## Written instruction A
Copy word for word the passage of the Chinese chain migration text that opens with the words containing "The real barrier" and closes with "the developed world.".
## Written instruction B
Reproduce the records exactly, from their start through the line that contains "pixel 348 212", with that line included.

## Source text
Chinese Chain Migration

By Robert Birrell
Volume 4, Number 4 (Summer 1994)
Issue theme: "The U.S. Congress and U.S. population growth"

CHINATOWN THE SOCIO-ECONOMIC

POTENTIAL OF AN URBAN ENCLAVE

By Min Zhou

Philadelphia Temple University Press, 1992

300 pages, $44.95

This book provides some important insights into the process of chain migration from the People's Republic of China (hereafter China) to the United States. The Australian interest in this arises from concerns about the likely scale of chain migration resulting from the Australian government's November 1993 decisions regarding Chinese asylum claimants. The government decided to grant permanent residence to the 28,000 who were in Australia at the time of Tiananmen in June 1989 plus their spouses and dependents who had moved to Australia by November 1993, and to grant a selective amnesty to an anticipated 10,000 who had arrived in Australia after June 1989 and who have since applied for asylum (and in most cases were turned down by our refugee tribunals). There is no Australian experience with Chinese chain migration, because prior to the current amnesties there were very few persons from China holding permanent residence status in Australia.

The USA is different. There is a substantial pioneer Chinese community in the USA. It is also growing rapidly. According to the 1992 Statistical Yearbook of the U.S. Immigration and Naturalization Service (INS), the number of migrants granted green cards whose last country of permanent residence was China increased from 22,604 in 1990 to 29,554 in 1992. The dynamics of this growth and its settlement consequences in the U.S. is, to say the least, of some moment given the huge Chinese population base.

Zhou's book is illuminating on these issues. She concludes that there is widespread desire to leave China. This is not just a consequence of the vast per capita income differentials between China and the United States, but also, Zhou argues, to a pervasive dissatisfaction with the way the Chinese regime constrains occupational opportunity and political freedom. But aside from illegal movements (on which Zhou is silent) those anxious to leave need to find a way through both the Chinese exit procedures and U.S. migration regulations.

At the Chinese end, Zhou reports that restrictions on exit permits withered during the 1980s, so much so that almost all those currently applying to leave are being approved. However those with undergraduate degrees need to complete five years service or pay back some of the cost of their education before being allowed to depart, and some among the professional elite are simply banned from leaving on 'brain drain' grounds.

The real barrier for most would-be migrants is the U.S. entry regulations. Most Chinese enter via the family categories, with the largest single group being female spouses. Zhou indicated that there is an ample supply of Chinese women anxious to migrate. Indeed she notes that many are prepared to marry a virtual stranger as long as he possesses a green card. These marriage links now reach deep into rural China, thus moving essentially peasant folk with no English and little formal education into the heart of the developed world.

## Extracted entries

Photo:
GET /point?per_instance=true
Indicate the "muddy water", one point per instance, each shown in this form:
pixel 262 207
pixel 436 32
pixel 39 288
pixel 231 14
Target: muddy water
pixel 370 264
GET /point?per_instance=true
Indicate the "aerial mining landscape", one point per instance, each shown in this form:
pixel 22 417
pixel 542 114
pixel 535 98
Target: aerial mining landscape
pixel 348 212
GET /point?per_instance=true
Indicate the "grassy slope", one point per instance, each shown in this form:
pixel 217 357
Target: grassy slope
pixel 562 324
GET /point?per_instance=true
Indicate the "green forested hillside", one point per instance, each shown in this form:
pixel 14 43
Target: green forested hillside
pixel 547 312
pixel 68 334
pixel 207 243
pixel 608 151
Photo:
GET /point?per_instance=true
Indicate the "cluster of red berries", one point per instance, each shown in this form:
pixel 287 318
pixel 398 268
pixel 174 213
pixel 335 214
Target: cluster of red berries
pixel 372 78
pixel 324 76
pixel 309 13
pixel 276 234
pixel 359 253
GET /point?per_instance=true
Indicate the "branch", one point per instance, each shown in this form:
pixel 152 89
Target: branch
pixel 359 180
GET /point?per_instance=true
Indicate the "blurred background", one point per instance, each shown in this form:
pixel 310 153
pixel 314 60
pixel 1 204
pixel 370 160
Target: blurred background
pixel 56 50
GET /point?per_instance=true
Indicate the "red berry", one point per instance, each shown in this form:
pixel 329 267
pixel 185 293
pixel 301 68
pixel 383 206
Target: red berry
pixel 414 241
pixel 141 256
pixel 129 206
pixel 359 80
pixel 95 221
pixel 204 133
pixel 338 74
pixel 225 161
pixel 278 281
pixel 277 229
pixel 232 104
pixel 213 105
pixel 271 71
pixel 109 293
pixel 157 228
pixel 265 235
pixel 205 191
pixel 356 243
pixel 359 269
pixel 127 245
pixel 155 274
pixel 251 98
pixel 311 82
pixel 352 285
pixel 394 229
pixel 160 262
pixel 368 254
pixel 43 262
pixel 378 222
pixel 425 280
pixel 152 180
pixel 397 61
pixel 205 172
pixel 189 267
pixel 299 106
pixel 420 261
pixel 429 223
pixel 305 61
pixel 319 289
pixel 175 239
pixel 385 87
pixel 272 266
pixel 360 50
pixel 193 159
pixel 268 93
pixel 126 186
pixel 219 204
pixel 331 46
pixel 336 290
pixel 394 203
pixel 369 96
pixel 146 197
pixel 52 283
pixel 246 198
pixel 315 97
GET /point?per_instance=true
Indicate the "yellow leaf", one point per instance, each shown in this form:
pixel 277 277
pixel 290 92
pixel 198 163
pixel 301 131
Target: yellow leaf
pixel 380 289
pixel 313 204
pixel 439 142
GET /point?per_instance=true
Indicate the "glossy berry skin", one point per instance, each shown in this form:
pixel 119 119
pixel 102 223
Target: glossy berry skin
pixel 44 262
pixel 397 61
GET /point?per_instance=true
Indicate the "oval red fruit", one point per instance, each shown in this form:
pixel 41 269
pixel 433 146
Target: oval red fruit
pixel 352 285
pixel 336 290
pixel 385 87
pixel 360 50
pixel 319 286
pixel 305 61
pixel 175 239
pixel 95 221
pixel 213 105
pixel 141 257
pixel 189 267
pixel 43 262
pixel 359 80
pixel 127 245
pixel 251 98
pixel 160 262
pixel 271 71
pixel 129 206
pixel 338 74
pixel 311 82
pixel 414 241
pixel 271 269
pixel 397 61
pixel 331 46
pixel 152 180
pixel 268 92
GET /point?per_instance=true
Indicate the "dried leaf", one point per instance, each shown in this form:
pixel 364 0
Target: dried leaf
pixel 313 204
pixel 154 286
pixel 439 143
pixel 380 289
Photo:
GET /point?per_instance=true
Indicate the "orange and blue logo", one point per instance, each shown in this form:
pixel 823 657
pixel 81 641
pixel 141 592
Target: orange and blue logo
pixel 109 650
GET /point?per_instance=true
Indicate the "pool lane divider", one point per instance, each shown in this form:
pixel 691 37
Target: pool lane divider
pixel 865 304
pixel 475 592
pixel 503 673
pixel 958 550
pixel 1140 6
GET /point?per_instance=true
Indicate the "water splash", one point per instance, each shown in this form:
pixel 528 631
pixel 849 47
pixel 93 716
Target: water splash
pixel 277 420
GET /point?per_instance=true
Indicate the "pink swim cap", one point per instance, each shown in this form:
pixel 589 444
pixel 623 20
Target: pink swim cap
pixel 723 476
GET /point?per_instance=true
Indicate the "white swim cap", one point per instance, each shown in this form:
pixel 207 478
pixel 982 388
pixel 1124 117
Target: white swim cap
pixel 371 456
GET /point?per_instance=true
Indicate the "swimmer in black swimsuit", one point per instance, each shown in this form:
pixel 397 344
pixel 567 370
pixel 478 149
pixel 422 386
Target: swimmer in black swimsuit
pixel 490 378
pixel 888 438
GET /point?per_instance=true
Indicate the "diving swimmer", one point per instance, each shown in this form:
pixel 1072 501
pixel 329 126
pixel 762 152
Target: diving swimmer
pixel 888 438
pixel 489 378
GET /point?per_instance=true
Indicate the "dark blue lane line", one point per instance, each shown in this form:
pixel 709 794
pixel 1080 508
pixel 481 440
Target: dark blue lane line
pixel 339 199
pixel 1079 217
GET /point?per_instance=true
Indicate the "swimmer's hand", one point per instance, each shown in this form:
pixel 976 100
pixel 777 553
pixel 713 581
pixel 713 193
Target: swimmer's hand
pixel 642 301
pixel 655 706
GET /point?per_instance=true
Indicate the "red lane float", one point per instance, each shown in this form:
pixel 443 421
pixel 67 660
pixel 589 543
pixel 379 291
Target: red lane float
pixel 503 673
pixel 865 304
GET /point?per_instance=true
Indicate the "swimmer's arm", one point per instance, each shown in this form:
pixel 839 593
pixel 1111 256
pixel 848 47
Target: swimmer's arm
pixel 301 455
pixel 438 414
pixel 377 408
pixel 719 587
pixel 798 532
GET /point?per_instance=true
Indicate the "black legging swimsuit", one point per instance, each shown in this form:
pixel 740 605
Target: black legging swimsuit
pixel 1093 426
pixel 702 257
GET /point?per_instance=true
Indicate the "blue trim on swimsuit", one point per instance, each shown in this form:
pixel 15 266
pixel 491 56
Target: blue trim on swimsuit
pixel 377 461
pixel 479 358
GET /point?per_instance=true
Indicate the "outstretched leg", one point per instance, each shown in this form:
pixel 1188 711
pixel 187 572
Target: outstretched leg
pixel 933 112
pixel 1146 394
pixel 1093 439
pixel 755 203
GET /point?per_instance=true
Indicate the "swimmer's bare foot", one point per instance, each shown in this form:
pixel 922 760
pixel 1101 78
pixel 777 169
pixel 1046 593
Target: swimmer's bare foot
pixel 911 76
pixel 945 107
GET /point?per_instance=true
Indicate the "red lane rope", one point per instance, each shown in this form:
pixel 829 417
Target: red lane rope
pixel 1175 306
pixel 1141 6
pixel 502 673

## Expected answer A
The real barrier for most would-be migrants is the U.S. entry regulations. Most Chinese enter via the family categories, with the largest single group being female spouses. Zhou indicated that there is an ample supply of Chinese women anxious to migrate. Indeed she notes that many are prepared to marry a virtual stranger as long as he possesses a green card. These marriage links now reach deep into rural China, thus moving essentially peasant folk with no English and little formal education into the heart of the developed world.

## Expected answer B
Photo:
GET /point?per_instance=true
Indicate the "muddy water", one point per instance, each shown in this form:
pixel 262 207
pixel 436 32
pixel 39 288
pixel 231 14
Target: muddy water
pixel 370 264
GET /point?per_instance=true
Indicate the "aerial mining landscape", one point per instance, each shown in this form:
pixel 22 417
pixel 542 114
pixel 535 98
Target: aerial mining landscape
pixel 348 212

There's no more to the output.